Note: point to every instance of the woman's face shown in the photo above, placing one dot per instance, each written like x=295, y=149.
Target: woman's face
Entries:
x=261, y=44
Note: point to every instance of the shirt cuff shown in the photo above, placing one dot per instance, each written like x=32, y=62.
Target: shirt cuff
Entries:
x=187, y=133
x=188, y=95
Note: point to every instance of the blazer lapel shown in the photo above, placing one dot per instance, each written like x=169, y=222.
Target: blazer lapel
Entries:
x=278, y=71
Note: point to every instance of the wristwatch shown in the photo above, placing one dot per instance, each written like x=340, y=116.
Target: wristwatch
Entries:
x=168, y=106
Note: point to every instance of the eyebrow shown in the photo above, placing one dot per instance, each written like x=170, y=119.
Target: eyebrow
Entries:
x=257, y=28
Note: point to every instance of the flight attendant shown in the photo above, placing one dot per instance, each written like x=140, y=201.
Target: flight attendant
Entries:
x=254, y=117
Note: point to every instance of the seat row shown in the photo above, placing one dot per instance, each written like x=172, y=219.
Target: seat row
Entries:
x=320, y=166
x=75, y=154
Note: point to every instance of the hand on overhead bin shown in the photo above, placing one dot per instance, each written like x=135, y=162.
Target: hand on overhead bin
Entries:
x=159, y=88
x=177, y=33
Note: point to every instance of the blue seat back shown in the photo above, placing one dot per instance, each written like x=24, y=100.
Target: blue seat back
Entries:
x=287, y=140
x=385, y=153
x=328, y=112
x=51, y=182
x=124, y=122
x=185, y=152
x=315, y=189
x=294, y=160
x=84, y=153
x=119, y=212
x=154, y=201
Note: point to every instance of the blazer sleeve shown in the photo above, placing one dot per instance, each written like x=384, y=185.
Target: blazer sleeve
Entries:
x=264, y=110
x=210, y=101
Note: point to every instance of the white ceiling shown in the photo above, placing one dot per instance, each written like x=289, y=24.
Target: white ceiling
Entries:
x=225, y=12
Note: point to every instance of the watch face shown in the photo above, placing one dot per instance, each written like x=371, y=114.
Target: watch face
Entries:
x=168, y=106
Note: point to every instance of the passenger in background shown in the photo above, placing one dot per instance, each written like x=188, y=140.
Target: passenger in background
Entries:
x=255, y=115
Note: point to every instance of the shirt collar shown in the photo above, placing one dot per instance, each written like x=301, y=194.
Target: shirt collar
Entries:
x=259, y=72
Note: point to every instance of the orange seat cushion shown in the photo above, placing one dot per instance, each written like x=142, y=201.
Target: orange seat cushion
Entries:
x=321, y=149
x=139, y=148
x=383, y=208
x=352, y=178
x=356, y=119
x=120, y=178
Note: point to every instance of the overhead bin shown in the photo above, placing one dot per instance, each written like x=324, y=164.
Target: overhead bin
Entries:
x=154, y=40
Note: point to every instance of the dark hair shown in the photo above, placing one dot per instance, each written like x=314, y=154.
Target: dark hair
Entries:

• PROBLEM: Reproduce the records above word for word, starting at the line that contains "Note: point to every instance of the hand" and ending after the line that contains "x=154, y=40".

• RESPONSE:
Note: point to every instance of the hand on overhead bin shown in the photo above, placing one dot per instance, each written like x=135, y=162.
Target: hand on overhead bin
Entries:
x=159, y=88
x=177, y=33
Note: point to every instance of the blue seat back shown in the photo above, placing one dot per instance, each written like x=24, y=100.
Target: blue seat back
Entries:
x=287, y=140
x=385, y=153
x=328, y=112
x=51, y=182
x=124, y=122
x=185, y=152
x=315, y=189
x=294, y=160
x=84, y=153
x=119, y=212
x=154, y=201
Note: point to every instance of the blazer sleeve shown in the photo above, placing one dot per instance, each written like x=384, y=185.
Target: blazer sleeve
Entries:
x=264, y=110
x=210, y=101
Note: point to every instance of the white ceiling shown in the photo above, placing one dot per instance, each written like x=289, y=24.
Target: white ceiling
Entries:
x=225, y=12
Note: point to every instance of the watch face shown in the photo above, placing one dot per instance, each written like x=371, y=114.
Target: watch face
Entries:
x=168, y=106
Note: point to every instance of the passenger in background shown in the photo above, placing one dot per instance, each written like x=188, y=140.
Target: passenger in background
Entries:
x=255, y=115
Note: point to every instance of the shirt collar shown in the photo above, placing one dot per instance, each written like x=301, y=194.
Target: shirt collar
Entries:
x=259, y=72
Note: point to every instance of the orange seat cushion shown in the photo above, placing one dot per instance, each written like x=142, y=201.
Target: orange seat cushion
Entries:
x=321, y=149
x=139, y=148
x=383, y=208
x=352, y=178
x=356, y=119
x=120, y=178
Note: point to every instance of the overhead bin shown in the photo above, placing one dot per instance, each written like x=324, y=164.
Target: overhead bin
Entries:
x=154, y=40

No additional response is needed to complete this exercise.